--- Start of DATA PROVIDED ---

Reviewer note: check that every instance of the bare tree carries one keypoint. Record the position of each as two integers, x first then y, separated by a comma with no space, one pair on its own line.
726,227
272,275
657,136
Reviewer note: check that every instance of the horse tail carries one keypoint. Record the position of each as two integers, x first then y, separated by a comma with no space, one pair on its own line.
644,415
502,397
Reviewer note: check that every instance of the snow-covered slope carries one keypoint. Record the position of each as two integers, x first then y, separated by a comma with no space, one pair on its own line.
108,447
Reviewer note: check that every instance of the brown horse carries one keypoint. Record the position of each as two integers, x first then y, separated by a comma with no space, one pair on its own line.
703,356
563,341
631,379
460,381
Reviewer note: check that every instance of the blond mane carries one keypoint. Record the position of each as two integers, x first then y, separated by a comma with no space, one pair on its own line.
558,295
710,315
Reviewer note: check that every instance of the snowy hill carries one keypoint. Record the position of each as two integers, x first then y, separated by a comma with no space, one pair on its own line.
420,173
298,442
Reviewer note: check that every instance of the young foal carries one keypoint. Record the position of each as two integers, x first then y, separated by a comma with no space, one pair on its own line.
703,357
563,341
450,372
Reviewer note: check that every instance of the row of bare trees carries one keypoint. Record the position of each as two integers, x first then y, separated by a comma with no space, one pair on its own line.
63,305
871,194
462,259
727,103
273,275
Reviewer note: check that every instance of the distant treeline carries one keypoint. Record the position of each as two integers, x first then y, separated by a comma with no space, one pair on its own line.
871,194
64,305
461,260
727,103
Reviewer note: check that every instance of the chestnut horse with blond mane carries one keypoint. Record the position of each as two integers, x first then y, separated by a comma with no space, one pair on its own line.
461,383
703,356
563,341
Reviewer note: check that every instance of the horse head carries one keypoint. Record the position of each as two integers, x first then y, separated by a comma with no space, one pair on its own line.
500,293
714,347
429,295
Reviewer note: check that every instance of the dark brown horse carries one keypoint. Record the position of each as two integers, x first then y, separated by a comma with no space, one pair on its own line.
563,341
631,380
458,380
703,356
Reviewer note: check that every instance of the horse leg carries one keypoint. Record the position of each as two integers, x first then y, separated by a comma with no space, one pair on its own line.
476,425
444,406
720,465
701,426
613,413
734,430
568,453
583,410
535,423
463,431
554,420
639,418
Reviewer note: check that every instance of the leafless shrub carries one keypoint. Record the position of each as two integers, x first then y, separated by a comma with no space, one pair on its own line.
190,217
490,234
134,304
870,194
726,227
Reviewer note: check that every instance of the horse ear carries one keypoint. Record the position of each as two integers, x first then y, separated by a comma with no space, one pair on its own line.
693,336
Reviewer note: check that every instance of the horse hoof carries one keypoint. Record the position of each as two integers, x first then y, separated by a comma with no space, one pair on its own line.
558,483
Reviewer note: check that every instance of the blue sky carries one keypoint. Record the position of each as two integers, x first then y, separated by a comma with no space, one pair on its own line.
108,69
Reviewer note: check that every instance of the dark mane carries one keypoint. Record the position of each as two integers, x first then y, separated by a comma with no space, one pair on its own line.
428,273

--- End of DATA PROVIDED ---
--- Start of DATA PROVIDED ---

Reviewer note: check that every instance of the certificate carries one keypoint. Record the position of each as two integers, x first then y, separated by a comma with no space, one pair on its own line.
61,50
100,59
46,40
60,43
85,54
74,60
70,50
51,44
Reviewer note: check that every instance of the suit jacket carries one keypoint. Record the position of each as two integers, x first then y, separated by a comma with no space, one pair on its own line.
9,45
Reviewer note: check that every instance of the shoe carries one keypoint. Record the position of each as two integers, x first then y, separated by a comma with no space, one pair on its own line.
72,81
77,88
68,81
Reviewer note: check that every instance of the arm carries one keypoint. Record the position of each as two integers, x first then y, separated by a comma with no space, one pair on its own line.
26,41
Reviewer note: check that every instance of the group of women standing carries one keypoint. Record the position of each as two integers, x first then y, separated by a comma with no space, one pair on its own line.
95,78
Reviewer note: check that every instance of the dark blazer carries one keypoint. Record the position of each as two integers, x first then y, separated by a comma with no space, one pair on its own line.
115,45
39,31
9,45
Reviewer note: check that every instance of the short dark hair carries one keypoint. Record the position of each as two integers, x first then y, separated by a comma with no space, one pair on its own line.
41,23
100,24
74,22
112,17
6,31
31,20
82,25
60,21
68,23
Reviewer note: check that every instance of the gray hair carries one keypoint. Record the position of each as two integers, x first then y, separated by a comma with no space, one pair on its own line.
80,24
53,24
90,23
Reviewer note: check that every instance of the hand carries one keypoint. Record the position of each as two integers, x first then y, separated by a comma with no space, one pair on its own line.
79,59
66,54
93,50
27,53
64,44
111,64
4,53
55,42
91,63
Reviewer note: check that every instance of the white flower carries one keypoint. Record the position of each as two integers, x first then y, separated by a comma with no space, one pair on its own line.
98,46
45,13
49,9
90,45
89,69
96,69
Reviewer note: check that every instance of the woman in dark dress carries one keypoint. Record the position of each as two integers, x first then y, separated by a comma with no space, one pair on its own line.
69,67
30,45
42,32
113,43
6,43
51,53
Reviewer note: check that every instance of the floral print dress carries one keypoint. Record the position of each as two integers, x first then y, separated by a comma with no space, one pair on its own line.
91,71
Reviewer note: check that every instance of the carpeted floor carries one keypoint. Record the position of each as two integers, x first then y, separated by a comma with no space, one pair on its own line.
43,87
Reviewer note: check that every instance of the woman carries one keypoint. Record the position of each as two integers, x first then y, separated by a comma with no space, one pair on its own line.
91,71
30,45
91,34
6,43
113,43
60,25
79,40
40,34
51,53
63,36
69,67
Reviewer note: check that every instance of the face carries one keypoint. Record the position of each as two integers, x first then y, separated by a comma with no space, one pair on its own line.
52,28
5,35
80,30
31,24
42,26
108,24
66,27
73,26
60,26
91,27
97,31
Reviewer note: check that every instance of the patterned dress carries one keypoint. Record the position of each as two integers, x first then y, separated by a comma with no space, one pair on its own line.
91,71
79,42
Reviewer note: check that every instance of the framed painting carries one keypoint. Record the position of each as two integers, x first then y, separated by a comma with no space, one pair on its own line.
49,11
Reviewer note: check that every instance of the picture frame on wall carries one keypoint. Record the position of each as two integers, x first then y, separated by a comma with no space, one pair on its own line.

--- End of DATA PROVIDED ---

◆ **GOAL OF THE EXERCISE**
Count the lines in the records above that contain the string "dress", treating case as significant, and reply with only that number.

◆ **WRITTEN RESPONSE**
3